**TEXT EXCERPT**
·····

Jaundice is the most common of all liver disorders. It is a condition in which yellow discoloration of the skin and mucous membranes occurs due to an increase in the bile pigment, bilirubin, in the blood.
The bile, produced by the liver, is a vital digestive fluid which is essential for proper nutrition. It exercises a most favourable influence on the general processes of digestion. It also prevents decaying changes in food. If the bile is prevented from entering the intestines there is an increase in gases and other products. Normally, the production of bile and its flow is constant.
There are three forms of jaundice. These are : haemolyptic jaundice due to excessive destruction of red blood cells resulting in increased bilirubin formation and anaemia ; obstructive jaundice which occurs when there is a block to the pathway between the site of conjugation of bilirubin in the liver cells and the entry of bile into the duodenum ; and hepatocellular jaundice resulting from damage to liver cells either by viral infection or by toxic drugs. All the three forms are marked by yellow discoloration of the skin and the whites of the eyes.

·····

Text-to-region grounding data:
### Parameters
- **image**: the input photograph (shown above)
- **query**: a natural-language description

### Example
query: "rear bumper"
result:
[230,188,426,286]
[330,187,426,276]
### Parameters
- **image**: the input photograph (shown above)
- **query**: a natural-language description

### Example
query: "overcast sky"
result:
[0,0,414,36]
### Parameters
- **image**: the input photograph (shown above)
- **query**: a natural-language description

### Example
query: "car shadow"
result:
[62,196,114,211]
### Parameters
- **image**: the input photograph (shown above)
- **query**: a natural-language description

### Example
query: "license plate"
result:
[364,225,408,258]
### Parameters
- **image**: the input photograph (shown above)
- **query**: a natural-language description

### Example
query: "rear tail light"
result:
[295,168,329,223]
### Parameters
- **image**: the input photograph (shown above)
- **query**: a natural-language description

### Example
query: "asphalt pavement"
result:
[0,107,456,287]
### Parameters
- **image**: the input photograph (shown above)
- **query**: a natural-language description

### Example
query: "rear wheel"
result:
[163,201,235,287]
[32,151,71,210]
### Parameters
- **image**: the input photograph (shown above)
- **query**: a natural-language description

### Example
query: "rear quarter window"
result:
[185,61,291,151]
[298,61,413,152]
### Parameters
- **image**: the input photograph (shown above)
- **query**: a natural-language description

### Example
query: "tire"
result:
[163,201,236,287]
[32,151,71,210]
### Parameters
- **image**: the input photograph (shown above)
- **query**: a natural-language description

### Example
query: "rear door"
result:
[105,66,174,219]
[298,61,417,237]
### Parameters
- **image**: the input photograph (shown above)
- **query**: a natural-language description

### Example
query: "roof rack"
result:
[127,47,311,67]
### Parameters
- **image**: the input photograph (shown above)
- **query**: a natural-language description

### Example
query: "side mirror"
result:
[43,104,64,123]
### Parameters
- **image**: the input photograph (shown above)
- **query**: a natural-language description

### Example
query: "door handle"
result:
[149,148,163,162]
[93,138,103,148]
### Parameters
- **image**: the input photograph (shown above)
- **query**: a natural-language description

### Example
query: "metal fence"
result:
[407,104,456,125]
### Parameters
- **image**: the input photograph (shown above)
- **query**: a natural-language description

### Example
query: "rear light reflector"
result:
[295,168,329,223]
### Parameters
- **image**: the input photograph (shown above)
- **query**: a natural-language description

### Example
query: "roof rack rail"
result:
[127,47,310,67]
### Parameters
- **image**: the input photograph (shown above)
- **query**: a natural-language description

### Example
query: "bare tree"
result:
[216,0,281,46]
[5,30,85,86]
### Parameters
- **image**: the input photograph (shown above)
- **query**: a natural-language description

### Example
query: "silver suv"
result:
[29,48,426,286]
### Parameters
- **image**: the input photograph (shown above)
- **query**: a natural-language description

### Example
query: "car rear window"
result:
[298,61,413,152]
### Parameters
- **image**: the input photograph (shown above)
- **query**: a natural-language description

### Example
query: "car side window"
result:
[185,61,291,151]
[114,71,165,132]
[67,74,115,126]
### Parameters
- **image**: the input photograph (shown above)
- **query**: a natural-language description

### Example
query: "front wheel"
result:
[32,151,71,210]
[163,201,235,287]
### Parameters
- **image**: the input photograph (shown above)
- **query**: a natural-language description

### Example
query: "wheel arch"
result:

·····

**PROBLEM DETAILS**
Copy word for word the part of the jaundice text that opens with the words containing "There are three" and closes with "of the eyes.".

**EXERCISE OUTPUT**
There are three forms of jaundice. These are : haemolyptic jaundice due to excessive destruction of red blood cells resulting in increased bilirubin formation and anaemia ; obstructive jaundice which occurs when there is a block to the pathway between the site of conjugation of bilirubin in the liver cells and the entry of bile into the duodenum ; and hepatocellular jaundice resulting from damage to liver cells either by viral infection or by toxic drugs. All the three forms are marked by yellow discoloration of the skin and the whites of the eyes.